Task objective:
The answer must consist of every line in the data below that holds the word "Target".

Saved entries
──────
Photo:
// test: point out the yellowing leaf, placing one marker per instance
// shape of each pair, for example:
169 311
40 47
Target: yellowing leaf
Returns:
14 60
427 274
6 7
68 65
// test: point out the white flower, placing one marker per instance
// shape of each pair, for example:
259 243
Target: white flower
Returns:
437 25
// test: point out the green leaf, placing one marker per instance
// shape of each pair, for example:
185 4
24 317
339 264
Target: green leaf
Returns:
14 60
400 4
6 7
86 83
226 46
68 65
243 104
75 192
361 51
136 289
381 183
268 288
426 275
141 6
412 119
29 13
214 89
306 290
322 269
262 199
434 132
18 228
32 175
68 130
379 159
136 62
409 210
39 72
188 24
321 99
──────
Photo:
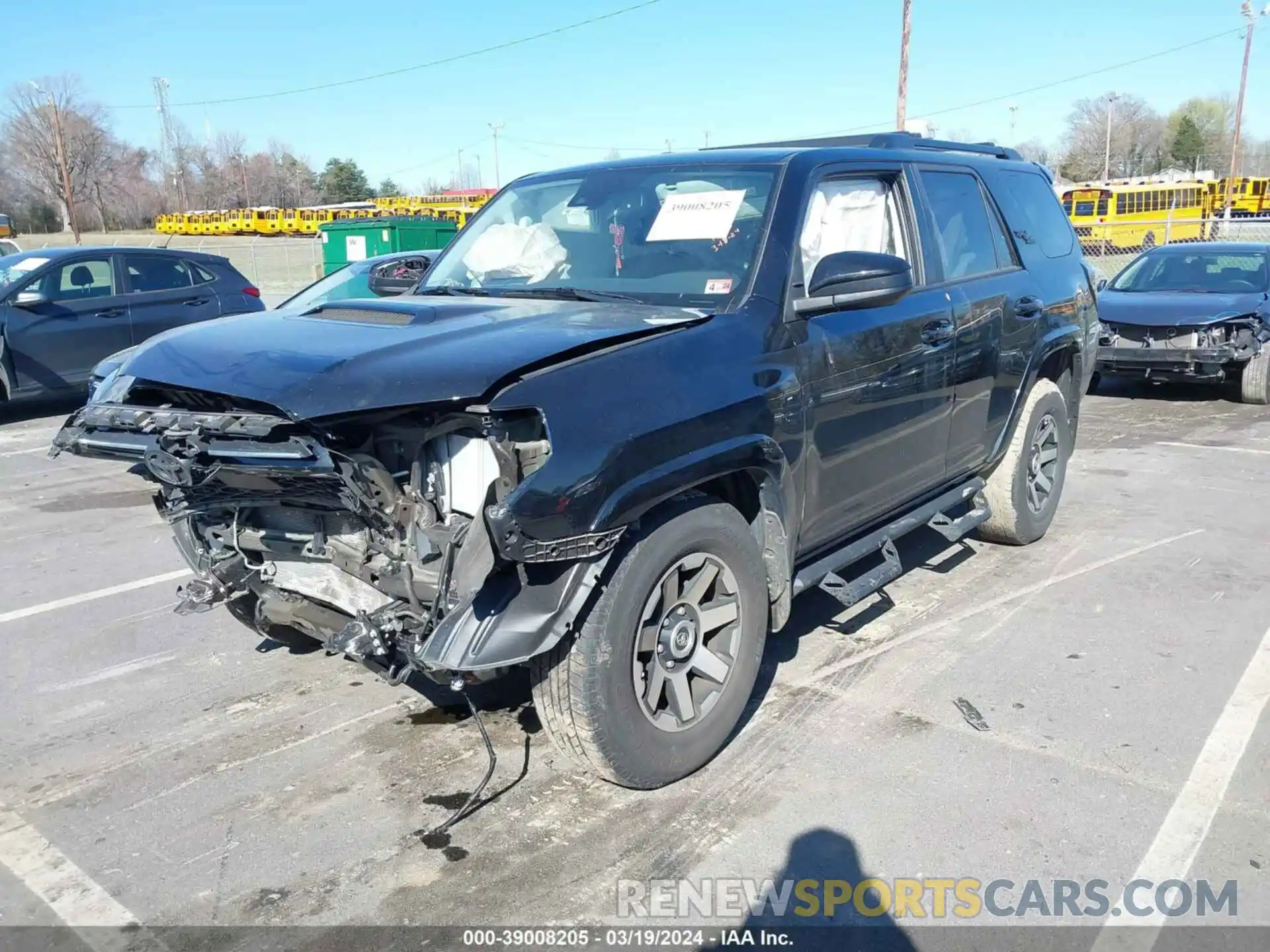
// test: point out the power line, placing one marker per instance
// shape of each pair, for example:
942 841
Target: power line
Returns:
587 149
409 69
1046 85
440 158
──────
Answer area:
Target: yellowing leaf
Target: white flower
Target: green leaf
Target: power line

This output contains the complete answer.